§ **SEGMENTO DI TESTO**
--*--
Accesso presso un'abitazione sita a un indirizzo diverso da quello del contribuente, esempio quella del/della convivente

come è ben noto, in determinati casi il Fisco può, non solamente acquisire dati e informazioni da vari soggetti pubblici e privati, ma anche accedere presso i locali nei quali viene esercitata l’attività del contribuente e, in casi di particolare necessità, anche compiere accessi nel domicilio privato dei contribuenti

Aspetti generali

Come è ben noto, in determinati casi gli uffici dell’Agenzia delle Entrate e i nuclei della Guardia di Finanza possono non solamente acquisire dati e informazioni da vari soggetti pubblici e privati, nonché accedere presso i locali nei quali viene esercitata l’attività, ma anche, in casi di particolari necessità da valutare nel caso specifico, compiere accessi nel domicilio privato dei contribuenti.

Si tratta di ipotesi nelle quali entrano in gioco i diritti costituzionalmente garantiti di tutti i cittadini, e per tale ragione la valutazione delle esigenze specifiche che ne giustificano la compressione deve essere valutata dall’Autorità giudiziaria.

L’autorizzazione rilasciata dalla Procura della Repubblica (P.M.) per gli accessi presso l’abitazione privata del contribuente può riguardare la sola abitazione individuata nel decreto del magistrato, e non luoghi diversi.

Le deroghe al principio costituzionale di inviolabilità del domicilio devono infatti essere oggetto di interpretazione restrittiva. Della questione si è occupata la recente sentenza della Cassazione n. 4498 del 22.2.2013.

 

Il domicilio privato nella Costituzione

L’abitazione privata del contribuente è tutelata dall’art. 14 della Costituzione, il quale dispone che:

«Il domicilio è inviolabile.
--*--
Rispondi in base al testo sugli accessi fiscali nel domicilio:
(a) A chi spetta valutare le esigenze che giustificano la compressione dei diritti costituzionalmente garantiti?
(b) Quale sentenza della Cassazione si è occupata della questione?
(c) Quale articolo della Costituzione tutela l'abitazione privata del contribuente?
Le righe non hanno alcun ruolo in questo esercizio.

§ **ESTRATTO DELLA FONTE**
--*--
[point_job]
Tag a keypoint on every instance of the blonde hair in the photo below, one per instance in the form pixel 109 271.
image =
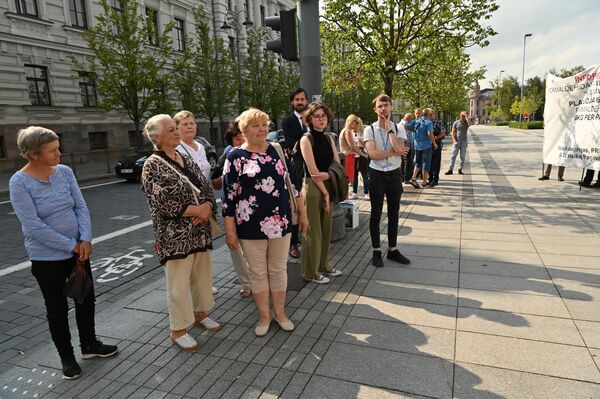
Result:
--*--
§ **RISPOSTA**
(a) All'Autorità giudiziaria.
(b) La sentenza n. 4498 del 22.2.2013.
(c) L'art. 14.